• **Document text**:

+++++

The mood of cautious optimism around Silva’s men after three straight wins quickly evaporated when they were made to look distinctly second best by the relegated Cottagers last week.

But Silva says his squad have learnt from the shock defeat and will look to build on their excellent recent home form in order to frustrate the top-four ambitions of Ole Gunnar Solskjaer’s men.

Silva told a press conference: “They have worked like they normally do and it has been no different because we had a performance that was not good enough last week.

“We didn’t achieve the result we wanted, but the way we have worked during the week has been the normal way that we have been working since the first day of the season.

“Of course we have to react differently to the way we did in the last game, because to be honest that was not good enough for us.”

Everton’s preparations have been hit by confirmation that midfielder Andre Gomes will begin a three-match ban after admitting a charge of violent conduct arising from last week’s game.

+++++

• **List of tasks**:
**1.** In the Everton article, what charge did Andre Gomes admit?
**2.** Carry on writing the Everton article from the point where it ends.
The material plays no part in this.

• **Recorded data**:
+++++

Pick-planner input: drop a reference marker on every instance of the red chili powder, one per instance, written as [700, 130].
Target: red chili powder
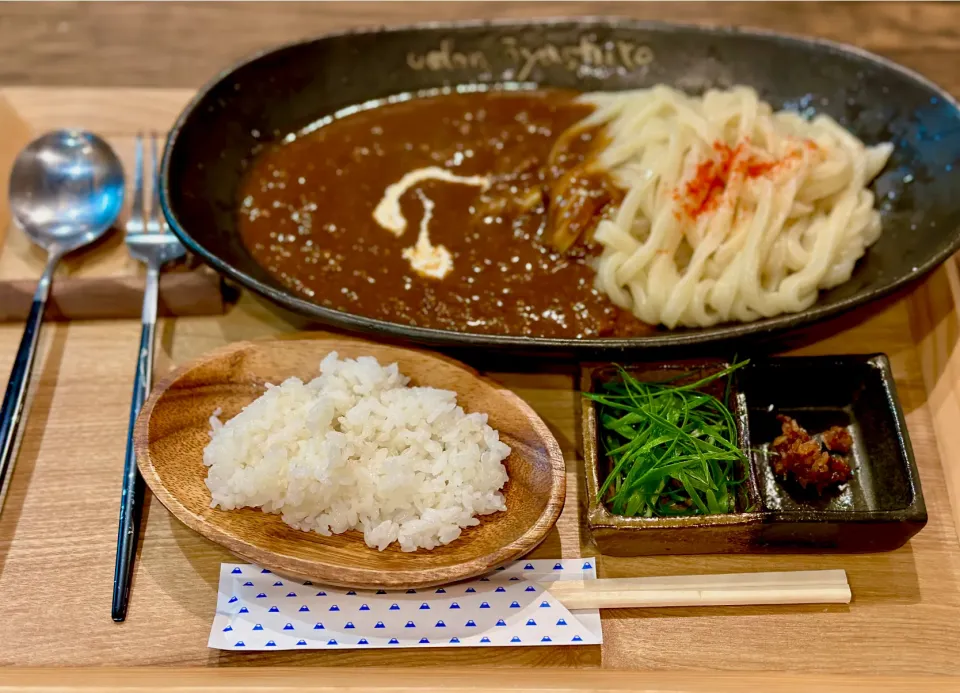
[702, 193]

+++++

• **Per-task outputs**:
**1.** A charge of violent conduct.

**2.**
Defender Yerry Mina is still absent after returning from international duty with a hamstring injury, but Morgan Schneiderlin should be available again after recovering from an ankle knock.

With Silva still having to do some convincing to sections of the Goodison Park crowd, he knows a strong end to the season is crucial, and has backed his side to guard against complacency.

“We expected and prepared to win (against Fulham), but maybe you are thinking it’s going to be easy because they’re relegated,” he said.

“They did better than us is the truth – they were better and stronger than us on that afternoon. It is up to us and if we are at our best level I am 100 per cent sure it will be tough for them.”